## TASK GOAL
Reproduce every row below verbatim, omitting the pictures from your output.

## SUPPLIED DATA
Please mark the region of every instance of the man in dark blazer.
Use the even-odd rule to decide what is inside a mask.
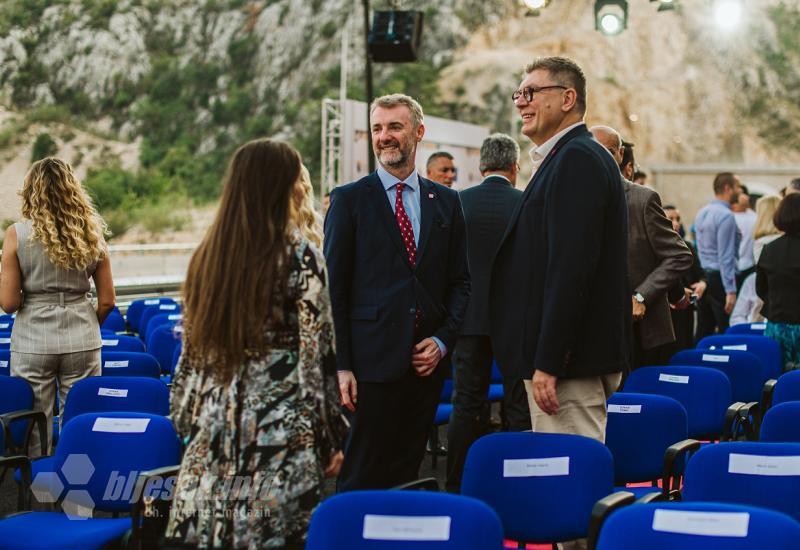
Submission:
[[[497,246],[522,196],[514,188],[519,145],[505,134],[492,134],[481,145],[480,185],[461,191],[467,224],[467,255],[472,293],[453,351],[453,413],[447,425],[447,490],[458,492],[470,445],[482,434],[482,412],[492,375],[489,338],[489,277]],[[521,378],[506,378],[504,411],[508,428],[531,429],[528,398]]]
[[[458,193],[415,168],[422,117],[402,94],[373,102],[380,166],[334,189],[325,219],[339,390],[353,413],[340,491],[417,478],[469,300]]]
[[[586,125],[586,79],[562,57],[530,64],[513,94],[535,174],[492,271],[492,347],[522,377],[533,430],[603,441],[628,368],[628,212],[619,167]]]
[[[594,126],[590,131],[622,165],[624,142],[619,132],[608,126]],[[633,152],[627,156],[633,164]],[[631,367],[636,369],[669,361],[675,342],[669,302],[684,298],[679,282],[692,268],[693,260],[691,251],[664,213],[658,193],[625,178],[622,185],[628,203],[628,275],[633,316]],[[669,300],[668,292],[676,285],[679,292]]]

## FULL ANSWER
Please mark the region of every instance of the man in dark blazer.
Use the even-odd rule to decide what is inside a mask.
Submission:
[[[497,246],[522,196],[514,188],[519,145],[505,134],[492,134],[481,145],[480,185],[461,191],[467,224],[467,255],[472,293],[453,351],[453,413],[447,425],[447,490],[458,492],[470,445],[482,434],[482,412],[492,375],[489,338],[489,277]],[[521,378],[506,378],[504,411],[508,428],[531,429],[528,398]]]
[[[458,193],[415,168],[422,117],[402,94],[373,102],[380,166],[334,189],[325,219],[339,390],[353,413],[340,491],[417,478],[469,300]]]
[[[586,125],[586,79],[562,57],[530,64],[513,94],[535,174],[492,271],[492,347],[522,377],[533,430],[603,441],[628,368],[628,212],[619,167]]]
[[[594,126],[590,131],[622,165],[624,142],[619,132],[608,126]],[[633,152],[627,156],[633,164]],[[631,367],[636,369],[669,361],[675,342],[669,302],[684,298],[679,282],[692,268],[693,260],[691,251],[664,213],[658,193],[625,178],[622,185],[628,203],[628,275],[633,316]],[[669,300],[668,292],[676,285],[679,292]]]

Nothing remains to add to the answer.